Start of Block
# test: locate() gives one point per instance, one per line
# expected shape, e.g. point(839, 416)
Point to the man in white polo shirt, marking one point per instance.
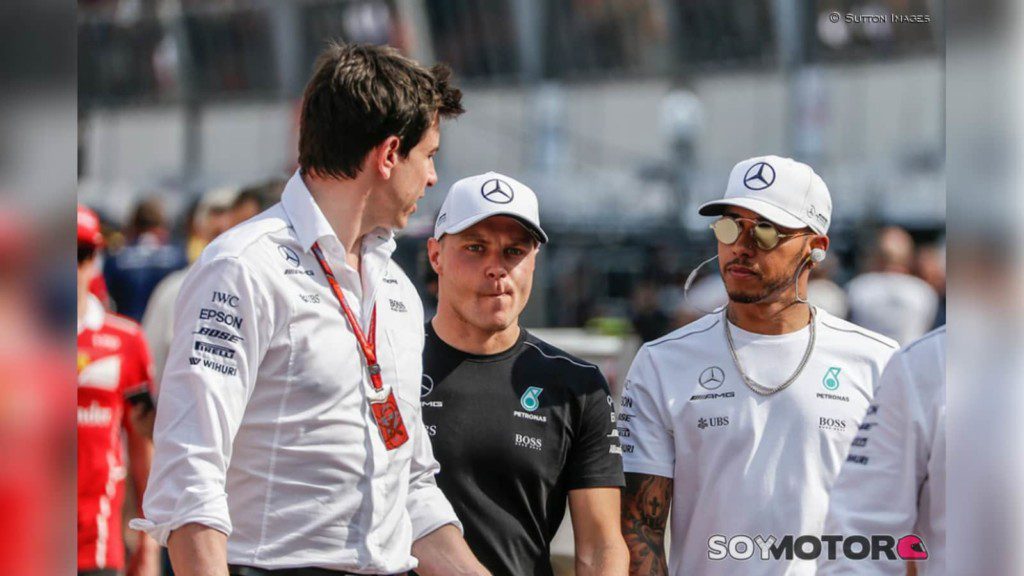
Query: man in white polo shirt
point(894, 481)
point(739, 421)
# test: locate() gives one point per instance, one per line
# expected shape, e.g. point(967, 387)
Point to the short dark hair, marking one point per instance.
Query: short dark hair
point(358, 95)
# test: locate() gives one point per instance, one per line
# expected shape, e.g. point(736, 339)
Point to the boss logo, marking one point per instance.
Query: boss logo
point(523, 441)
point(832, 424)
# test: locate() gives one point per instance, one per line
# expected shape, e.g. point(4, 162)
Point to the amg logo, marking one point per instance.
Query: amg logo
point(713, 396)
point(528, 442)
point(214, 350)
point(225, 319)
point(832, 424)
point(219, 334)
point(224, 298)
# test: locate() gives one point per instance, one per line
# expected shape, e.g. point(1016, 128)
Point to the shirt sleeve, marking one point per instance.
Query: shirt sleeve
point(877, 490)
point(595, 458)
point(644, 428)
point(221, 330)
point(427, 506)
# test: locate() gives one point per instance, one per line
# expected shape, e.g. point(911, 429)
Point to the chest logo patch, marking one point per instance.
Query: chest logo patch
point(830, 380)
point(530, 399)
point(711, 378)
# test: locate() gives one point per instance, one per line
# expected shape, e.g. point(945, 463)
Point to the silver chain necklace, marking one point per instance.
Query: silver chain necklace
point(755, 386)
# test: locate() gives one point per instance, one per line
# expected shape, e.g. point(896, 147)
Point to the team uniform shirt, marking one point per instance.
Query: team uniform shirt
point(899, 305)
point(114, 368)
point(744, 464)
point(894, 479)
point(514, 433)
point(264, 429)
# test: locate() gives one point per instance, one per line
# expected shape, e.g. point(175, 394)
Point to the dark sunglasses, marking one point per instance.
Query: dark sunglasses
point(766, 236)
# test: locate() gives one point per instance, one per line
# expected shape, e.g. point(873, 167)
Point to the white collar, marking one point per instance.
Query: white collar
point(93, 317)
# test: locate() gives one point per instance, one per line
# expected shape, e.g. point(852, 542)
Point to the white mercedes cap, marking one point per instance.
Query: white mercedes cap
point(785, 192)
point(475, 198)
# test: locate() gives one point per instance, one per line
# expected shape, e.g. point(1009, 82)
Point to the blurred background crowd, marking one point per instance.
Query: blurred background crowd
point(623, 115)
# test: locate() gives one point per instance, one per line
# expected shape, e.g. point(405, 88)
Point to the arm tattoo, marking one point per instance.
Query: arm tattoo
point(646, 501)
End of Block
INSTRUCTIONS FOR THE TASK: Send back an exact copy of only the lines from the line with "Point to the short" up to and including the line with "# expected shape, e.g. point(852, 542)" in the data above.

SOLUTION TO THE EXERCISE:
Point to the short dark hair, marking one point per instance.
Query: short dark hair
point(358, 95)
# test: locate() gives one point per instance, one per line
# expected shape, e.g. point(736, 339)
Point to the boss logo, marking one point per instance.
Query: boss logo
point(523, 441)
point(832, 424)
# test: locate() gives one point per instance, one per line
# expected shape, e.g. point(4, 162)
Point to the amg logo, marking one point per instance.
Query: amg logo
point(713, 396)
point(528, 442)
point(214, 350)
point(225, 319)
point(832, 424)
point(219, 334)
point(224, 298)
# test: locate() gives one point per instance, one per line
# expected shape, e.g. point(1016, 128)
Point to the shirt sleeve, marking one point per instance.
Query: shirt sleeve
point(877, 490)
point(595, 458)
point(644, 428)
point(221, 330)
point(427, 506)
# test: locate() gives one point per instance, one per line
# expected shape, e.g. point(911, 429)
Point to the chest logo patch, marking one point per instance.
Query: chest logo patch
point(830, 380)
point(530, 399)
point(711, 378)
# test: locate() gives one point per instance, one per line
# expected shape, e.g. point(945, 463)
Point to the silver chain necklace, marking one point per instance.
Query: silver chain necklace
point(755, 386)
# test: locate() gives one point per instance, one per line
# expected shape, e.g. point(896, 147)
Point to the team uniform shirt, marking one point per instance.
Query: team uniform shirt
point(899, 305)
point(114, 368)
point(744, 464)
point(894, 479)
point(514, 433)
point(264, 429)
# test: locate() gives one point per instance, one per line
# expected shape, e.g. point(175, 394)
Point to the dark sunglasses, marking one point per instance.
Query: dark sunglasses
point(766, 236)
# test: locate() gives one point per instance, one per line
# expected shape, e.g. point(873, 167)
Point to the white collar, marking one point per instance.
Query: white collar
point(93, 317)
# test: locate() gives one point per instance, one per line
# expected shape, e.g. point(852, 542)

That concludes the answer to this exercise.